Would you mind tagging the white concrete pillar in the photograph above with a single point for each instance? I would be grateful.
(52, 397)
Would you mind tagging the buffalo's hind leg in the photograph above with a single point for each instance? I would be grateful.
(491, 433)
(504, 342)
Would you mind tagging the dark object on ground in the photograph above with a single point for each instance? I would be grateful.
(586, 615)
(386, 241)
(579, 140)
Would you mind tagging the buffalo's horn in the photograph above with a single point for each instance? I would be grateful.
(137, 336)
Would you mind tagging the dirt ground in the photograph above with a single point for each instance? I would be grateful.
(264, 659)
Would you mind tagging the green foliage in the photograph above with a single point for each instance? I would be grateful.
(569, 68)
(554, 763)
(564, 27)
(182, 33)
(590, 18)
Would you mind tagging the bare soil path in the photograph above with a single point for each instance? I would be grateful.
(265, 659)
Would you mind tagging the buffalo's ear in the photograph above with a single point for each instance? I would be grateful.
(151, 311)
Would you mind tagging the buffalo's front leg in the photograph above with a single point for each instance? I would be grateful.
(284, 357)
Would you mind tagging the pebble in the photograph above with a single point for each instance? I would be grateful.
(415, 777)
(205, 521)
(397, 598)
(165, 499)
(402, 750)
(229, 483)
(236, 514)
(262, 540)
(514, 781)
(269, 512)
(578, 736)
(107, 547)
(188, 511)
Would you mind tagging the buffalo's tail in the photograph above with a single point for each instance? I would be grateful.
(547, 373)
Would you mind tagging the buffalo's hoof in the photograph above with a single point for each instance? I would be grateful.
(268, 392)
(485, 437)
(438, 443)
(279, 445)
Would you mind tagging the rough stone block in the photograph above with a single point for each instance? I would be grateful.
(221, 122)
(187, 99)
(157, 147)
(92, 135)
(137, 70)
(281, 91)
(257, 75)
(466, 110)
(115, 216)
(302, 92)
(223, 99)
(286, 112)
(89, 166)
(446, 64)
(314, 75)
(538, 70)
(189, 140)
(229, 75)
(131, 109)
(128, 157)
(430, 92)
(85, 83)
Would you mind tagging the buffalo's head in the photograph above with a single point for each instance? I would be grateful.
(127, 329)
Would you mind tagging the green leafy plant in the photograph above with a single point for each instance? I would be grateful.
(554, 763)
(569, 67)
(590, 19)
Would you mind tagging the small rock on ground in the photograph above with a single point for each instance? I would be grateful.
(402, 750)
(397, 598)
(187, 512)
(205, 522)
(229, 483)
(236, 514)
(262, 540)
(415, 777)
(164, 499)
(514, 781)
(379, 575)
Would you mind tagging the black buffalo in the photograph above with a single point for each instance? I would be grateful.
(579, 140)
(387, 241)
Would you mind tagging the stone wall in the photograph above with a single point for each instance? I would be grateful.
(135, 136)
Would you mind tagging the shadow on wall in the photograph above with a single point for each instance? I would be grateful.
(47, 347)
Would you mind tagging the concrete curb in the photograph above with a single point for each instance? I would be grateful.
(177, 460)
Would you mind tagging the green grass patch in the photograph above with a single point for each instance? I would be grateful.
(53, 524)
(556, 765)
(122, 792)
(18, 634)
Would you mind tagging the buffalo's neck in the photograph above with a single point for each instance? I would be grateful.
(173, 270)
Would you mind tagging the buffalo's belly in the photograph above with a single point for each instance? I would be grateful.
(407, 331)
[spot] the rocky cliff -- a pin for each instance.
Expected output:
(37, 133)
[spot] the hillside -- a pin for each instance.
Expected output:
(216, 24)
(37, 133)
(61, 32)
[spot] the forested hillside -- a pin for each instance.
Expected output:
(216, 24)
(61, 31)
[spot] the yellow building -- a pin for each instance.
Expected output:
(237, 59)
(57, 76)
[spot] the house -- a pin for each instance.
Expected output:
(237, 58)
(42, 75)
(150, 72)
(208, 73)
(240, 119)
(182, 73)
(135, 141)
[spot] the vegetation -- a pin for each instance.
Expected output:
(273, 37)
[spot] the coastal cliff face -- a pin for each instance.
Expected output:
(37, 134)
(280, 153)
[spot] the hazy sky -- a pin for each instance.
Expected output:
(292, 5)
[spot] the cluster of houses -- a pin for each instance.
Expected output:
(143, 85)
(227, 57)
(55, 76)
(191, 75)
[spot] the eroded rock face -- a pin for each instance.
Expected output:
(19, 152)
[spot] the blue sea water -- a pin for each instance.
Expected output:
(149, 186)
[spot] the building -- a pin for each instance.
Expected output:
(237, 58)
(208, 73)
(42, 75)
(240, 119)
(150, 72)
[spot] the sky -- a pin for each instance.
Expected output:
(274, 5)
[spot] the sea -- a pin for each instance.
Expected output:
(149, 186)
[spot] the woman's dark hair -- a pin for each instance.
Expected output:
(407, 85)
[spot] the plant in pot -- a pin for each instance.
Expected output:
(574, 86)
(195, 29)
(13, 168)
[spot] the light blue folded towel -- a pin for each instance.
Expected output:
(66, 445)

☆ ☆ ☆

Description of the task - Search the records above for "building" and copy every line that has it.

Answer box -
[spot] the yellow building -- a pin for each instance.
[spot] the building -- a pin for each instance.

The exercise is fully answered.